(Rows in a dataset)
======

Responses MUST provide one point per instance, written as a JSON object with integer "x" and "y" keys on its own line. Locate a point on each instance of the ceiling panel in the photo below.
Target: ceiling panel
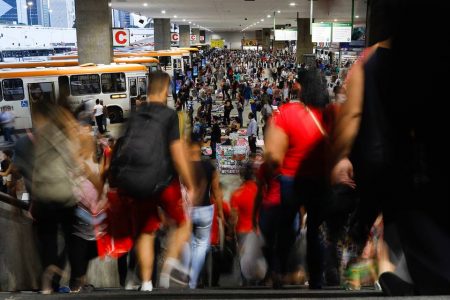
{"x": 229, "y": 15}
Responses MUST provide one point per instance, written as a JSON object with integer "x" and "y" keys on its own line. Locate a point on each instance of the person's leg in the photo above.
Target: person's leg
{"x": 174, "y": 206}
{"x": 7, "y": 134}
{"x": 99, "y": 120}
{"x": 145, "y": 256}
{"x": 78, "y": 256}
{"x": 202, "y": 216}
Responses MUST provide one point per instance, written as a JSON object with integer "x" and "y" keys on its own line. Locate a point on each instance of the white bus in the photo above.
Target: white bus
{"x": 115, "y": 84}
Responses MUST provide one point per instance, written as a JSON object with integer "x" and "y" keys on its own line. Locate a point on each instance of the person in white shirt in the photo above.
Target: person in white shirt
{"x": 98, "y": 114}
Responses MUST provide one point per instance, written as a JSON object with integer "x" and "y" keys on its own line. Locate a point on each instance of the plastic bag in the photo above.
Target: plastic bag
{"x": 253, "y": 263}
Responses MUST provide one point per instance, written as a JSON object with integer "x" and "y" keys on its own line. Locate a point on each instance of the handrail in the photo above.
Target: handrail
{"x": 13, "y": 201}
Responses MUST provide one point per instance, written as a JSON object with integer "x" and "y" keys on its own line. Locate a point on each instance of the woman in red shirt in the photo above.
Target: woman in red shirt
{"x": 295, "y": 147}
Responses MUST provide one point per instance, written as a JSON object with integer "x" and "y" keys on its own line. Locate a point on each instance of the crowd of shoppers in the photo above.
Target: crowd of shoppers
{"x": 351, "y": 165}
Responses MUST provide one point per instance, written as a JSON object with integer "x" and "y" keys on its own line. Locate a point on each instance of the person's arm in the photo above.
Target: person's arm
{"x": 276, "y": 145}
{"x": 7, "y": 172}
{"x": 257, "y": 204}
{"x": 349, "y": 119}
{"x": 182, "y": 165}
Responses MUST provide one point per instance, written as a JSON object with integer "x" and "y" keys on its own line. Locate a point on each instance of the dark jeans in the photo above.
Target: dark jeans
{"x": 82, "y": 251}
{"x": 49, "y": 219}
{"x": 99, "y": 121}
{"x": 312, "y": 194}
{"x": 226, "y": 118}
{"x": 241, "y": 119}
{"x": 213, "y": 148}
{"x": 225, "y": 93}
{"x": 252, "y": 144}
{"x": 269, "y": 224}
{"x": 7, "y": 133}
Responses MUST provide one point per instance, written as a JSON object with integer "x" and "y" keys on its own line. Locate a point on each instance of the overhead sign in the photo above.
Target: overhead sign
{"x": 121, "y": 37}
{"x": 285, "y": 35}
{"x": 202, "y": 36}
{"x": 321, "y": 33}
{"x": 174, "y": 37}
{"x": 248, "y": 42}
{"x": 217, "y": 43}
{"x": 342, "y": 32}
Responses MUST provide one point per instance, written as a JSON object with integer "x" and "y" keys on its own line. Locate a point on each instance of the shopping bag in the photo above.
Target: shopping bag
{"x": 253, "y": 263}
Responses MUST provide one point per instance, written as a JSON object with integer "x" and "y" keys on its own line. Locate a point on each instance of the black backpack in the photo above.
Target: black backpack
{"x": 141, "y": 164}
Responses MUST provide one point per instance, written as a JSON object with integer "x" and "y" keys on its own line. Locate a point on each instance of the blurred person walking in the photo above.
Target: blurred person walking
{"x": 98, "y": 114}
{"x": 53, "y": 198}
{"x": 387, "y": 144}
{"x": 148, "y": 178}
{"x": 295, "y": 145}
{"x": 252, "y": 132}
{"x": 202, "y": 211}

======

* Set problem:
Copy the rows again, starting at the line that contains "walking in the photo above." and continuing through the last row, with "moving pedestrian" substituted for each "blurred person walking". Leave everything else unchanged.

* Output below:
Responses MUST provide one point per instance, written as a JSON object with integer "x" and "y" keys on its own line. Locate a point on each instance of the moving pedestrian in the photo above.
Target: moving pedestrian
{"x": 98, "y": 114}
{"x": 53, "y": 198}
{"x": 387, "y": 144}
{"x": 148, "y": 178}
{"x": 295, "y": 145}
{"x": 252, "y": 132}
{"x": 202, "y": 211}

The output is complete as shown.